--- Your assignment ---
Copy each line that includes the string "thickest" from the material into your answer.

--- Data shown ---
------------------------------

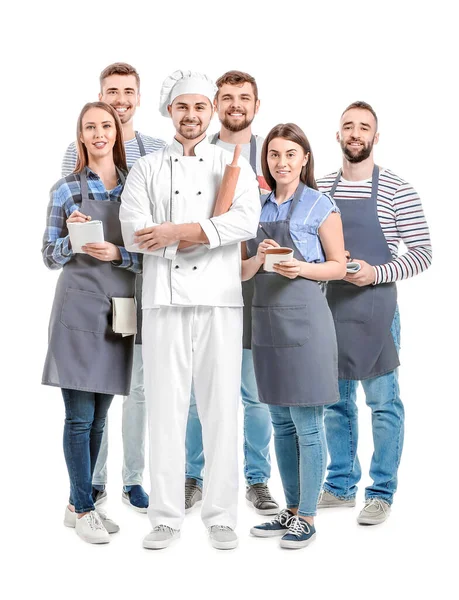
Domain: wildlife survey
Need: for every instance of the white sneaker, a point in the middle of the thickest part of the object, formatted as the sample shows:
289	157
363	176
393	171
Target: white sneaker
70	519
222	537
91	530
160	537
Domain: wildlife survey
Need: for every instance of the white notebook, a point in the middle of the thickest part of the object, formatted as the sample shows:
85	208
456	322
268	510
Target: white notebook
85	233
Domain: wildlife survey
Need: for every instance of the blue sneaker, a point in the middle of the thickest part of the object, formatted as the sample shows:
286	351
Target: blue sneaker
135	497
278	526
299	534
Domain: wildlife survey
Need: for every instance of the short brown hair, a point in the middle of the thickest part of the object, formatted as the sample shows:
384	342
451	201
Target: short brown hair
237	78
119	69
289	131
119	153
364	106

------------------------------

--- Finished task ---
Need: for every instance of the white sneaker, a point in the middle of the thickest part of the object, formatted as the sample shows:
Need: for every instance of the white notebook, a point in the middle of the thickest part of the object, formatted as the sample shows:
Need: for every instance of the blue sneaker, a point in the middle of the thickest part of the object, formatted as the sample shows:
Need: for every instance of the short brown hair, a point in the middle of the thickest part of the object, formatted as the sample shows:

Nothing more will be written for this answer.